(Labeled shape listing)
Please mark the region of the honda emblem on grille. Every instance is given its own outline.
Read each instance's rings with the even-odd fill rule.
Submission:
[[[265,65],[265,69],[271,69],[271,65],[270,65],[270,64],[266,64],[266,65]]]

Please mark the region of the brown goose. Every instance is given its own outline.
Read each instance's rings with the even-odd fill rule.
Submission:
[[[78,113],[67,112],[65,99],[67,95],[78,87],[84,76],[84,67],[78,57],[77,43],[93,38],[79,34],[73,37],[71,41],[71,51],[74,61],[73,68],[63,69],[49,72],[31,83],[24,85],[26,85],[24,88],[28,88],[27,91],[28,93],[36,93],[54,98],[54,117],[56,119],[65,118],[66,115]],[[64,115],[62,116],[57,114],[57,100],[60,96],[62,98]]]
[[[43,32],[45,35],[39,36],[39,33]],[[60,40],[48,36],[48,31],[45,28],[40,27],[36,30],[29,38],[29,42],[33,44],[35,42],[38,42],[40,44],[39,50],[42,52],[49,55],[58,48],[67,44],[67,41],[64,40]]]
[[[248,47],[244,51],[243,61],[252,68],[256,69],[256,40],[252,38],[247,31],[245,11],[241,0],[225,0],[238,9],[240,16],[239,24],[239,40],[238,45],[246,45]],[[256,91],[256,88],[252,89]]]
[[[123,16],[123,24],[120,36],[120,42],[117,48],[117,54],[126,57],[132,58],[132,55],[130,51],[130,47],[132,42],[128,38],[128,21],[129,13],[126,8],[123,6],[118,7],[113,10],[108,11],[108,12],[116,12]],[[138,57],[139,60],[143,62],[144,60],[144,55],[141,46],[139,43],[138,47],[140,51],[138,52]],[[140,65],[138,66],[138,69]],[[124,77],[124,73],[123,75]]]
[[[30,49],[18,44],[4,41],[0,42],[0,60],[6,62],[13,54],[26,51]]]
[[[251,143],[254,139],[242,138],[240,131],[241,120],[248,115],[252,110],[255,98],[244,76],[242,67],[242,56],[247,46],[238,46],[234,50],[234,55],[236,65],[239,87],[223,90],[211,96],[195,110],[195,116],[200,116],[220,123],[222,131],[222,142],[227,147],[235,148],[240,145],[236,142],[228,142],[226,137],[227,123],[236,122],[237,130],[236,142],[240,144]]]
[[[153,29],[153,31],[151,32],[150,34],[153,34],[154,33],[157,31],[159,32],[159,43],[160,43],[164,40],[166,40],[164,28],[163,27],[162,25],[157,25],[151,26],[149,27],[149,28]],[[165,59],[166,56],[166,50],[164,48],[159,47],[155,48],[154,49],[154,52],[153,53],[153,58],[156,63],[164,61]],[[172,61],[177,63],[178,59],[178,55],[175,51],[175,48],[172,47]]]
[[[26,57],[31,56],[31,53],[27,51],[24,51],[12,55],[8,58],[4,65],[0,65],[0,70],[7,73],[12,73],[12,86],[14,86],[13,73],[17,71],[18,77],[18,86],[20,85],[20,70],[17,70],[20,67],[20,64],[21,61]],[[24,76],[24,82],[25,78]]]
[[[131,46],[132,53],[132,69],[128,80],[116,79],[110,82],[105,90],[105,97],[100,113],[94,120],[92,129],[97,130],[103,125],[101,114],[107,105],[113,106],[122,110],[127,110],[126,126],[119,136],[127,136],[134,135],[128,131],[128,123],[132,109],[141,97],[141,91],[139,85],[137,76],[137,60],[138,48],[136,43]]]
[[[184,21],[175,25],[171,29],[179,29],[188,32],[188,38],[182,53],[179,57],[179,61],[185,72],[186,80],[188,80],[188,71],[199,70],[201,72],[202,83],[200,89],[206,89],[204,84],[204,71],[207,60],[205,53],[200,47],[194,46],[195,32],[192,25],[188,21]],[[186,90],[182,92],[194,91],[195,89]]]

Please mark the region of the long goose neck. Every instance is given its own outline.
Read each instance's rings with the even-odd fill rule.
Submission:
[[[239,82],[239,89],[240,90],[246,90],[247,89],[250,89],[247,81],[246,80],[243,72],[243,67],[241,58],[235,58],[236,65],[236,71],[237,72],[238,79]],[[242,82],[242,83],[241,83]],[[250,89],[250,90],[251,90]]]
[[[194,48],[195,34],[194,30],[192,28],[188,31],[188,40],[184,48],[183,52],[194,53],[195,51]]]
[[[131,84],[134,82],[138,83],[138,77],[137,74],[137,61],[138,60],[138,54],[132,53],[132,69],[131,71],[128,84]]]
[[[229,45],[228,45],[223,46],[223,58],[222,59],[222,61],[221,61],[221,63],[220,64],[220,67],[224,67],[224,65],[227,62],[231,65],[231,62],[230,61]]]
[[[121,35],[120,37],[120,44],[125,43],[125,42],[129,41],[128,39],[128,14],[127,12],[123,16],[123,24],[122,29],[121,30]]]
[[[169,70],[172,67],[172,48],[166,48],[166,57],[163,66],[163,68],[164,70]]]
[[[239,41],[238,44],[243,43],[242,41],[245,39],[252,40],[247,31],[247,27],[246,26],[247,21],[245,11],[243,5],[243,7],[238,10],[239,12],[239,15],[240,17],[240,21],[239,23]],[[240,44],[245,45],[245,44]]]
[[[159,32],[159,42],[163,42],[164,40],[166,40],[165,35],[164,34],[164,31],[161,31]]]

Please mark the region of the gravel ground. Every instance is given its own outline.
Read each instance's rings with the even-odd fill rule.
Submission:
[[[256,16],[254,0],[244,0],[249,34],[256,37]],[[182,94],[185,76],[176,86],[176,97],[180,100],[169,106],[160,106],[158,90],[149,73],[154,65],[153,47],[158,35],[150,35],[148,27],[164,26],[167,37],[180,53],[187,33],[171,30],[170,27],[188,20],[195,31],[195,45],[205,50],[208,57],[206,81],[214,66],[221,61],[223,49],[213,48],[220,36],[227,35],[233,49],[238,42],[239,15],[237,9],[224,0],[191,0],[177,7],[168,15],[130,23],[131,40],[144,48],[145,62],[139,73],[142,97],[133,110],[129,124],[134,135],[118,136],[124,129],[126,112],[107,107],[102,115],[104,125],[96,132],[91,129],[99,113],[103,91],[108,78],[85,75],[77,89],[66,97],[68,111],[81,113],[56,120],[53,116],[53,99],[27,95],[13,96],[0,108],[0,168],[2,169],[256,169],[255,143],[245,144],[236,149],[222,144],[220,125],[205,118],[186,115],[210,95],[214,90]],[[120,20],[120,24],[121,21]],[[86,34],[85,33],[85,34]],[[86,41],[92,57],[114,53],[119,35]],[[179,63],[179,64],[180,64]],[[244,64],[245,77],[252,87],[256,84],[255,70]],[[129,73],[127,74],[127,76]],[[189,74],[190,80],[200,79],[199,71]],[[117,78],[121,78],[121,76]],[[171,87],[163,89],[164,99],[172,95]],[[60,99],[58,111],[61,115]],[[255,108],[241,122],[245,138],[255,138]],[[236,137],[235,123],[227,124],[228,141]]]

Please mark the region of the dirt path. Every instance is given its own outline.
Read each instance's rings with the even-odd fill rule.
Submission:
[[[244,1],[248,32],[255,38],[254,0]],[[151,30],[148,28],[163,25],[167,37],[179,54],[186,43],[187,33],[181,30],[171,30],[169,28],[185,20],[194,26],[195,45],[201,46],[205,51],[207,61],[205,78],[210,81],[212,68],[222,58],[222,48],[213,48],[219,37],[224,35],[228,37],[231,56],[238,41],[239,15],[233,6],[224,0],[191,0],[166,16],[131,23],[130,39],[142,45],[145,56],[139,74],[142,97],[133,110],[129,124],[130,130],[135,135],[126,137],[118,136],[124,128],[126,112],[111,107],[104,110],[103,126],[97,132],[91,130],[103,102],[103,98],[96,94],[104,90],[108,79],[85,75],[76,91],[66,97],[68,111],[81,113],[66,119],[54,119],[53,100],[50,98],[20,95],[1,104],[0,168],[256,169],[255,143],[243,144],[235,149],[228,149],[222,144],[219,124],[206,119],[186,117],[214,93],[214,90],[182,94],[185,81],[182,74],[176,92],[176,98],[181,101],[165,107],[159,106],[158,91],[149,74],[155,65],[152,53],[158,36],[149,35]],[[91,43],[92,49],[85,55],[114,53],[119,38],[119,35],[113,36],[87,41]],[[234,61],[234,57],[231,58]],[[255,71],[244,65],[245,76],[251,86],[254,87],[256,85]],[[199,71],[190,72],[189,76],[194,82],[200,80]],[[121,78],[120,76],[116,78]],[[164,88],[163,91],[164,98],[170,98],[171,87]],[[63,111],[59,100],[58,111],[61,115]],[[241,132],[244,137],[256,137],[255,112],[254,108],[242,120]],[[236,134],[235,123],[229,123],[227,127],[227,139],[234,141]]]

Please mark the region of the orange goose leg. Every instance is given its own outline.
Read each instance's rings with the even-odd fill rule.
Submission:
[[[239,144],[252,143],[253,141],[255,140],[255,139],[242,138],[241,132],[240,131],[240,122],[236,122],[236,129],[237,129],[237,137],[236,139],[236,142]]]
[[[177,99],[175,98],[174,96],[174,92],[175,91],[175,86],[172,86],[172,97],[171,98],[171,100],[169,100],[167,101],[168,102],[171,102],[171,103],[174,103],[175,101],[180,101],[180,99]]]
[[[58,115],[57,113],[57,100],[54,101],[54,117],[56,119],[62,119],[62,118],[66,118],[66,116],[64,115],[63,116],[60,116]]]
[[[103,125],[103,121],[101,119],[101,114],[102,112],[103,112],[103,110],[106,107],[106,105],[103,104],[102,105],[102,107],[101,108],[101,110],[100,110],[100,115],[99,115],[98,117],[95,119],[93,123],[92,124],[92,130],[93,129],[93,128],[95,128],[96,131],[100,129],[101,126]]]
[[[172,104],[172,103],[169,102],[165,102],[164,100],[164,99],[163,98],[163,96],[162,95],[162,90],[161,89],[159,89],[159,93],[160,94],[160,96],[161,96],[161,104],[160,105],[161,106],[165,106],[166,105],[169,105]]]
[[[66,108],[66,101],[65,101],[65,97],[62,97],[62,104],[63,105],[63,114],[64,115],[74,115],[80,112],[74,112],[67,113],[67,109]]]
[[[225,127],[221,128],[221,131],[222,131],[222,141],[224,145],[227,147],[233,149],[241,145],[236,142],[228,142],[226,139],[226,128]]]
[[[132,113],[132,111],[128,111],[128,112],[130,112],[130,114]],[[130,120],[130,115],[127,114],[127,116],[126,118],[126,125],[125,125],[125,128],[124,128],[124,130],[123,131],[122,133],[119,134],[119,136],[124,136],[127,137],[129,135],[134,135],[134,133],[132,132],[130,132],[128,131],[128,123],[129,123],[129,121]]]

▶ WORK TO BE COMPLETED
Copy the stretch from the line containing "Please mark the region of the orange" through the end of the listing, swapping "goose leg" for "goose foot" and leaving everything else unchanged.

▶ RIGHT ANSWER
Please mark the region of the orange goose foot. Every instance is given its own outline.
Read each instance's rings with the even-odd fill rule.
Submission:
[[[239,144],[252,143],[253,141],[255,140],[255,139],[242,138],[241,132],[240,131],[240,122],[236,122],[236,129],[237,129],[237,137],[236,139],[236,142]]]
[[[177,99],[175,98],[174,96],[174,92],[175,91],[175,86],[172,86],[172,97],[171,98],[171,100],[169,100],[167,101],[168,102],[171,102],[171,103],[174,103],[175,101],[180,101],[180,99]]]
[[[58,115],[57,113],[57,100],[54,101],[54,117],[56,119],[62,119],[62,118],[66,118],[66,116],[64,115],[63,116],[60,116]]]
[[[103,125],[103,121],[101,119],[101,114],[102,112],[103,112],[103,110],[106,107],[106,105],[103,104],[102,105],[102,107],[101,108],[101,110],[100,110],[100,115],[99,115],[98,117],[95,119],[93,123],[92,124],[92,130],[93,129],[93,128],[95,128],[96,131],[100,129],[101,126]]]
[[[172,104],[172,103],[169,102],[165,102],[164,100],[164,99],[163,98],[163,96],[162,95],[162,90],[161,89],[159,89],[159,93],[160,94],[160,96],[161,96],[161,104],[160,105],[161,106],[165,106],[166,105],[169,105]]]
[[[66,108],[66,101],[65,101],[65,97],[62,97],[62,104],[63,105],[63,114],[64,115],[74,115],[80,112],[74,112],[67,113],[67,109]]]
[[[225,127],[221,128],[221,131],[222,131],[222,141],[224,145],[227,147],[233,149],[241,145],[236,142],[228,142],[226,139],[226,128]]]
[[[132,113],[132,111],[128,111],[128,112],[130,112],[130,114]],[[130,120],[130,115],[127,114],[127,116],[126,118],[126,125],[125,125],[125,128],[124,128],[124,130],[123,131],[122,133],[119,134],[119,136],[124,136],[127,137],[129,135],[134,135],[134,133],[132,132],[130,132],[128,131],[128,123],[129,123],[129,121]]]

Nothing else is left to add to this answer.